- **SUPPLIED RECORDS**:
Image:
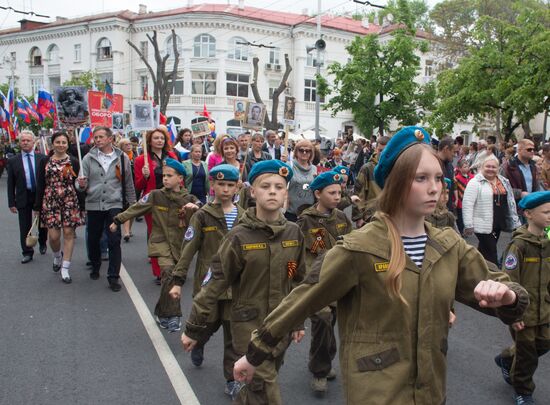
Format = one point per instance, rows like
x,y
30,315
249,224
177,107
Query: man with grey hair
x,y
22,191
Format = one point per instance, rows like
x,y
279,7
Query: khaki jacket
x,y
527,262
168,229
390,353
321,232
261,263
204,235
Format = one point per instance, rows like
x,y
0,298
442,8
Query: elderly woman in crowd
x,y
57,201
299,194
488,208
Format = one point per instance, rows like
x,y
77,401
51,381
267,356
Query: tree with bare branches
x,y
163,82
270,122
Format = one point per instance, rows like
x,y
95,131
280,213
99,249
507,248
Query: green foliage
x,y
86,79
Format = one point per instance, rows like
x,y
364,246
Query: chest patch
x,y
254,246
511,262
289,243
381,266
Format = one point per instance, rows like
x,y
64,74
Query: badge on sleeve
x,y
511,262
207,278
189,233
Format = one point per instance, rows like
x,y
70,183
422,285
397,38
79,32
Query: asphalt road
x,y
83,344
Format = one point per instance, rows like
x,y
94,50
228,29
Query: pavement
x,y
84,344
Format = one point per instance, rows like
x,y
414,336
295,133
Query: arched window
x,y
36,57
238,49
170,46
204,46
53,54
104,49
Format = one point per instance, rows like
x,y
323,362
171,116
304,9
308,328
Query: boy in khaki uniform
x,y
322,225
170,207
205,233
262,260
527,262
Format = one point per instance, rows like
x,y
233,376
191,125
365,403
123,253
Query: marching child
x,y
169,206
261,259
527,262
205,233
322,225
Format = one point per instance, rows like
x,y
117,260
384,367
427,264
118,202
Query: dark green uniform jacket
x,y
390,353
204,234
527,262
261,263
321,231
167,231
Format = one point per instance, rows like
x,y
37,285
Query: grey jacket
x,y
104,190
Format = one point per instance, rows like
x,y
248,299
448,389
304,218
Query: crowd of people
x,y
274,247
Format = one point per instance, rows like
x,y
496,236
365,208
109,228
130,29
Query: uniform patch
x,y
207,278
190,233
254,246
511,262
381,267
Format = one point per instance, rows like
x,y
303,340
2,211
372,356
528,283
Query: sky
x,y
72,8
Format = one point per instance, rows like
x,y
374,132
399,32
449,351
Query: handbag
x,y
32,236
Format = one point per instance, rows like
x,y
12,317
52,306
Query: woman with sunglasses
x,y
299,194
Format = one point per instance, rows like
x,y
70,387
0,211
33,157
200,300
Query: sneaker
x,y
197,356
174,324
319,385
504,368
524,399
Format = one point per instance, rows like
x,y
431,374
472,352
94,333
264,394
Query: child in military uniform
x,y
262,259
322,225
206,230
394,280
170,206
527,261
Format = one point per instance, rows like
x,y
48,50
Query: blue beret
x,y
177,166
225,172
325,179
341,170
270,166
402,140
533,200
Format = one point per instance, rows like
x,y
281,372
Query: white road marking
x,y
175,374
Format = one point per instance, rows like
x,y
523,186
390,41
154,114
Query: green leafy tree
x,y
377,84
506,75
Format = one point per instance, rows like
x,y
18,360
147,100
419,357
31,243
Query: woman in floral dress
x,y
58,202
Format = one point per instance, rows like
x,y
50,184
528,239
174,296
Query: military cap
x,y
225,172
270,166
533,200
341,170
398,143
177,166
326,179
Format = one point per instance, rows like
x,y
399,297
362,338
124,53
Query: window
x,y
203,83
237,85
238,50
53,54
104,49
144,48
312,59
36,84
310,90
36,57
274,56
77,52
204,46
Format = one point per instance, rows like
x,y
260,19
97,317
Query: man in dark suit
x,y
22,190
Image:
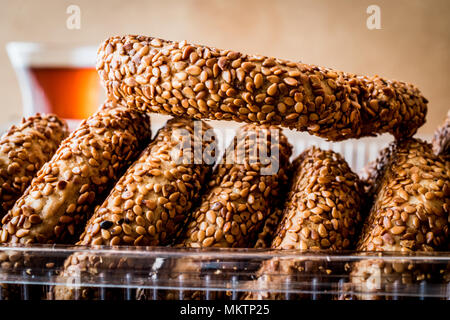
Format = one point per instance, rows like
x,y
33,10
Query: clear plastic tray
x,y
130,273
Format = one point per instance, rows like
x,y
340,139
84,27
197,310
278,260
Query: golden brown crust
x,y
206,83
410,213
63,194
322,213
240,196
23,151
269,228
411,206
147,206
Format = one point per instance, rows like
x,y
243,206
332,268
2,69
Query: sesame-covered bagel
x,y
65,191
149,203
206,83
322,213
269,228
23,151
441,139
240,195
410,213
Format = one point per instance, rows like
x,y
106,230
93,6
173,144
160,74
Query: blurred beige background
x,y
413,44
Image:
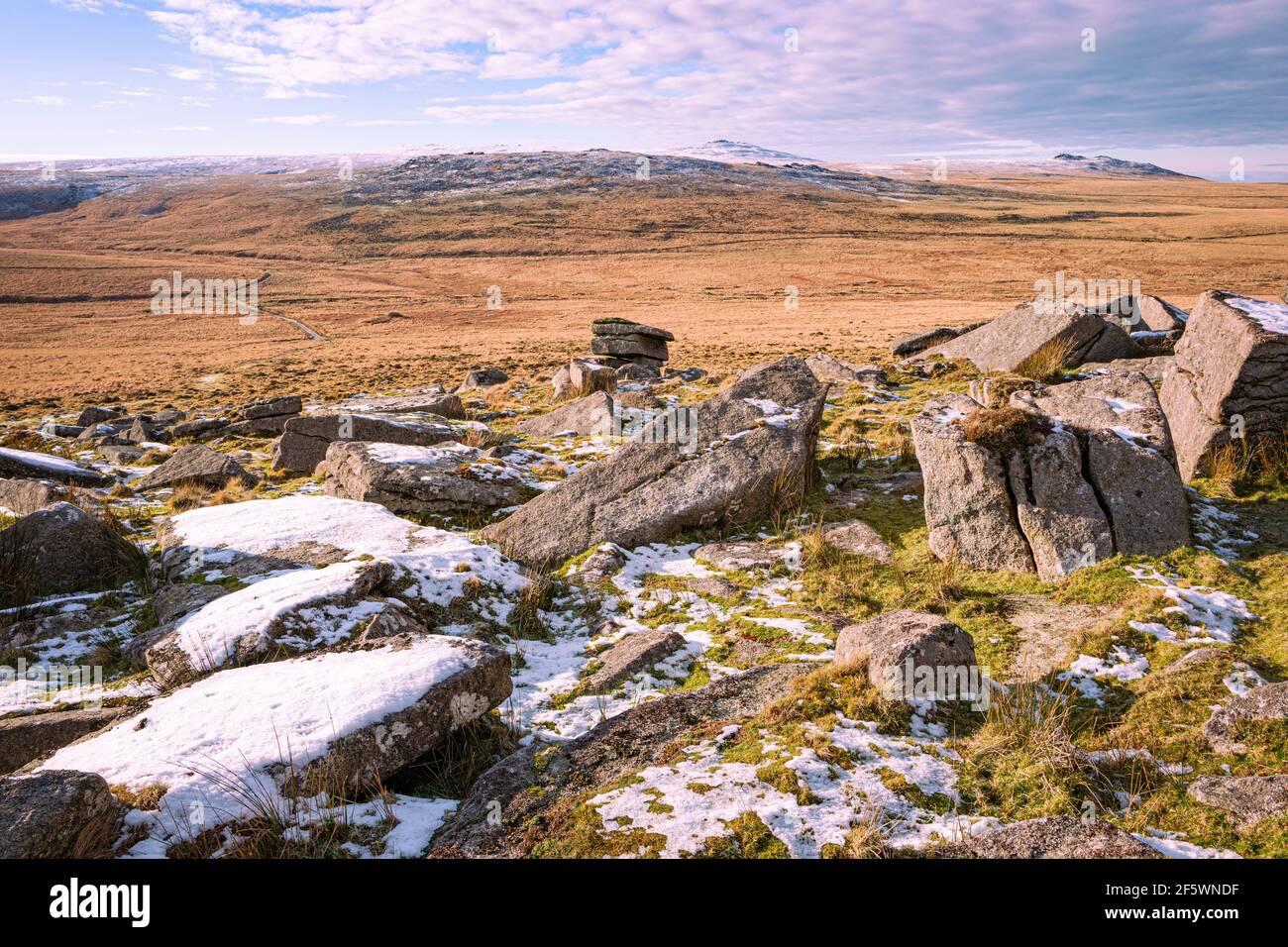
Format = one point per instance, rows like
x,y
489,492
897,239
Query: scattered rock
x,y
1009,341
599,566
48,467
403,478
1249,799
1231,364
1260,703
97,414
589,415
483,377
60,548
27,496
33,736
742,556
433,402
858,539
172,602
305,440
58,814
196,464
829,368
627,657
897,642
732,459
1060,836
969,505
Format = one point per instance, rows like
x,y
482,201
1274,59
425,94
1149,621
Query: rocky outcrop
x,y
58,814
1250,799
627,657
527,784
1231,376
33,736
732,459
305,440
446,478
969,504
62,548
1093,478
827,368
630,342
48,467
197,464
483,377
27,496
1010,341
589,415
903,650
1267,702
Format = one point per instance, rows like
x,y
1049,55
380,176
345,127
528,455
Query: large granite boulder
x,y
58,814
900,648
1009,341
197,464
48,467
305,440
403,478
969,505
1129,457
1095,475
27,496
62,548
31,736
735,458
1231,376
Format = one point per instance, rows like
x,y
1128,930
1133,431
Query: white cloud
x,y
295,119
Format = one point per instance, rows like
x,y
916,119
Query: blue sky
x,y
1189,85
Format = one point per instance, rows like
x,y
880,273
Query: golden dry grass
x,y
712,266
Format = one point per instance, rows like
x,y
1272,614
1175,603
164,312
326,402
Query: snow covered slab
x,y
300,609
48,467
288,728
262,536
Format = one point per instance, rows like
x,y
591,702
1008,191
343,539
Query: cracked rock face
x,y
1102,480
1231,364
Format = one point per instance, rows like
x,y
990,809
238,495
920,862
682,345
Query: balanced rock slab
x,y
1232,368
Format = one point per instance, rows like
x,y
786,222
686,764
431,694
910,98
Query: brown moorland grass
x,y
712,265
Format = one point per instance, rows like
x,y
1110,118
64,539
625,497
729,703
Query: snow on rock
x,y
243,732
303,608
432,565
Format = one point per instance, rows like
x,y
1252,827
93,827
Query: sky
x,y
1197,86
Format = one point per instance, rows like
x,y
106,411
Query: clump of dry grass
x,y
188,496
1047,363
1005,429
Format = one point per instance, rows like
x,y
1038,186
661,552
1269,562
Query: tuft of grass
x,y
1047,363
1005,429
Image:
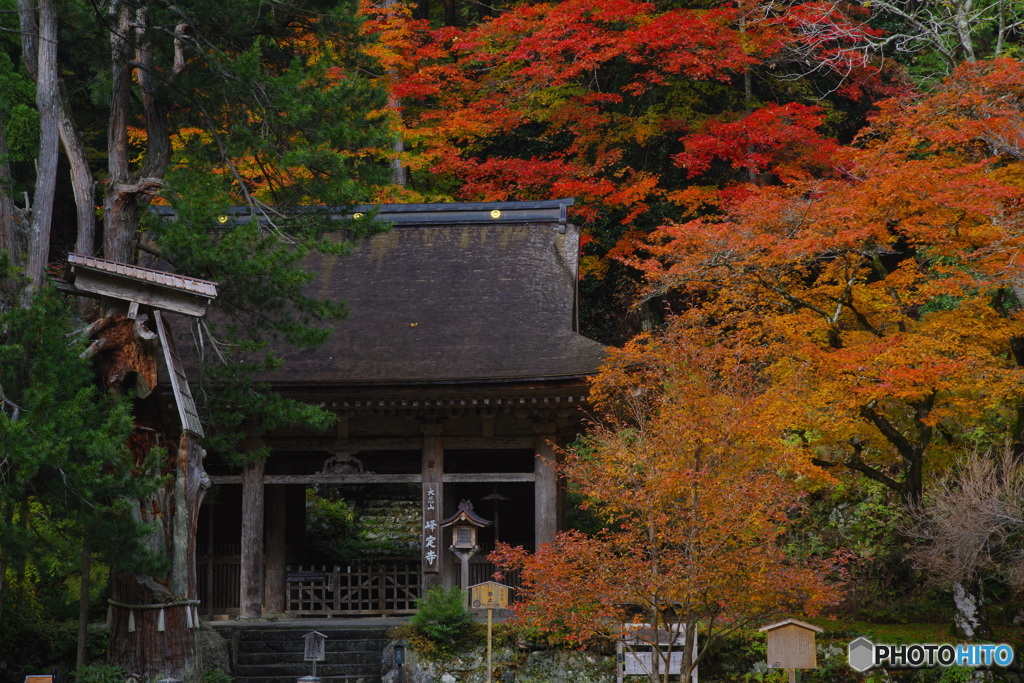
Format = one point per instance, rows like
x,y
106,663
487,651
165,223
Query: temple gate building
x,y
459,370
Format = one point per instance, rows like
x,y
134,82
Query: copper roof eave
x,y
435,382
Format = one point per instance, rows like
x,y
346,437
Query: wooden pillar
x,y
276,525
209,558
251,596
432,470
545,486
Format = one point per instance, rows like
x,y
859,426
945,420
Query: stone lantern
x,y
465,524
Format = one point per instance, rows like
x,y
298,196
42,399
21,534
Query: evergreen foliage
x,y
65,473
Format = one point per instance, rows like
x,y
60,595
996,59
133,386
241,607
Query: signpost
x,y
489,595
315,649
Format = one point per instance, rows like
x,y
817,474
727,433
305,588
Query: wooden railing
x,y
379,589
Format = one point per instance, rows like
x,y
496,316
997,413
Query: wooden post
x,y
545,486
489,665
275,543
209,559
251,597
433,505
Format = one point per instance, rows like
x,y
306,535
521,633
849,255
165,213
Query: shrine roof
x,y
450,294
164,279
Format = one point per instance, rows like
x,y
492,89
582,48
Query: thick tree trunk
x,y
47,103
970,616
155,619
128,194
155,622
82,181
8,238
276,532
251,598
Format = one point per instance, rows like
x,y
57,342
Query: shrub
x,y
442,624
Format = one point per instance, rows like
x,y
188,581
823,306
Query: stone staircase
x,y
267,654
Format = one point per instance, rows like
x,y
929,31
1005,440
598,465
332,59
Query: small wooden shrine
x,y
457,374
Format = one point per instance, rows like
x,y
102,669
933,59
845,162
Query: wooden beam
x,y
398,443
454,477
487,477
545,491
322,478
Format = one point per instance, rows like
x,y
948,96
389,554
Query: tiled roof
x,y
452,303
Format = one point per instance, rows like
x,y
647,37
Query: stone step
x,y
361,656
297,671
297,634
324,679
288,646
276,654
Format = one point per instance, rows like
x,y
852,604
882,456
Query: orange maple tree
x,y
593,98
883,301
695,496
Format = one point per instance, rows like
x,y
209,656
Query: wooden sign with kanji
x,y
488,595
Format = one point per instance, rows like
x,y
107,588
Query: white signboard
x,y
315,646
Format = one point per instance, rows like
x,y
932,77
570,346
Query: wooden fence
x,y
330,591
377,589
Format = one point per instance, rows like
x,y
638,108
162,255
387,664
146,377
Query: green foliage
x,y
31,645
442,624
341,525
99,673
66,475
216,676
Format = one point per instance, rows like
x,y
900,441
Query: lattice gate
x,y
376,589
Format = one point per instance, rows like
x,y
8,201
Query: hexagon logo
x,y
861,654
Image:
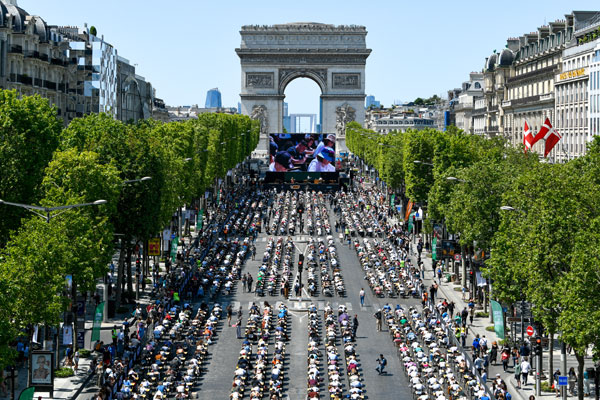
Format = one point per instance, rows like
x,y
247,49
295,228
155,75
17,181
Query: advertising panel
x,y
300,152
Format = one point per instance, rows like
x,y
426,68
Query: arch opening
x,y
302,108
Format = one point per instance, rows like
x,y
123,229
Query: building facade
x,y
594,90
571,103
213,99
397,119
464,106
78,72
539,75
370,102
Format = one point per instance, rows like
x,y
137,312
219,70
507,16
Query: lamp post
x,y
463,278
420,162
47,214
137,272
423,163
144,179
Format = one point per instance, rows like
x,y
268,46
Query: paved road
x,y
370,343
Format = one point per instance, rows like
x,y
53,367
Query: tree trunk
x,y
129,277
120,269
74,300
463,279
580,367
550,357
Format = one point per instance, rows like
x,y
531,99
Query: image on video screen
x,y
300,152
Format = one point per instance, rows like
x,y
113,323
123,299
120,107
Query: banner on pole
x,y
154,247
408,210
174,245
200,221
497,313
98,316
27,394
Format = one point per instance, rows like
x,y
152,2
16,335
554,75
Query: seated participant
x,y
323,162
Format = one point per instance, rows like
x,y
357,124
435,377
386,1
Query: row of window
x,y
595,80
406,122
531,89
534,66
578,62
595,103
573,117
571,92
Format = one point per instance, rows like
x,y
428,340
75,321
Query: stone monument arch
x,y
333,56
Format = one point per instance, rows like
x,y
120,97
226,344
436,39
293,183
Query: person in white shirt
x,y
525,368
323,162
328,141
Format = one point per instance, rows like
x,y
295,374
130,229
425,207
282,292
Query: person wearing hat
x,y
281,163
328,141
323,162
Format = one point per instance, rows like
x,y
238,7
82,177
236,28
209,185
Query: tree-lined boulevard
x,y
292,262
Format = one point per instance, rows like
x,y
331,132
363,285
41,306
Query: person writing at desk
x,y
323,162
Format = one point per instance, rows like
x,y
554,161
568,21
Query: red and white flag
x,y
547,127
527,137
552,137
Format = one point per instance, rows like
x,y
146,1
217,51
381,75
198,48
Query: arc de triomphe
x,y
332,56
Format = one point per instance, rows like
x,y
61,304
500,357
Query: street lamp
x,y
423,163
46,214
144,179
47,211
455,179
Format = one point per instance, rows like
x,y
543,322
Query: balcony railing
x,y
18,78
57,61
50,85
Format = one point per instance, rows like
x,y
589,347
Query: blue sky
x,y
185,47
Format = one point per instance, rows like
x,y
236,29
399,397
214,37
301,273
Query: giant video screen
x,y
300,152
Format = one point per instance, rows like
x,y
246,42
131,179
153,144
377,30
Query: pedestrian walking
x,y
464,314
378,316
525,368
451,309
518,375
476,346
515,355
494,353
382,362
555,382
572,380
505,357
229,312
249,282
354,326
238,325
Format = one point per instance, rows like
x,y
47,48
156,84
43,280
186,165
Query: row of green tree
x,y
44,164
540,221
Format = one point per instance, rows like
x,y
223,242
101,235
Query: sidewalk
x,y
446,290
69,388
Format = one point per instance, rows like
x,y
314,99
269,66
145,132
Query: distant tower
x,y
213,98
286,119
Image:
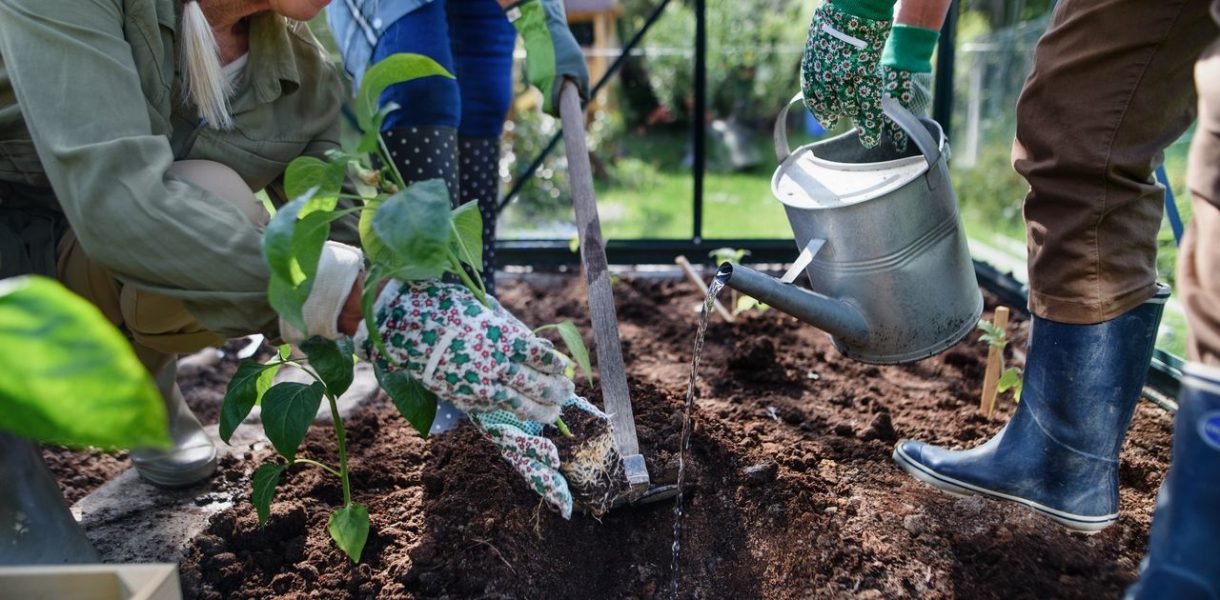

- **WHAT TO DO**:
Please count the lines in the rows above that contain the word "jacket", with case counting, and give only the number.

- **EXERCISE ANSWER**:
3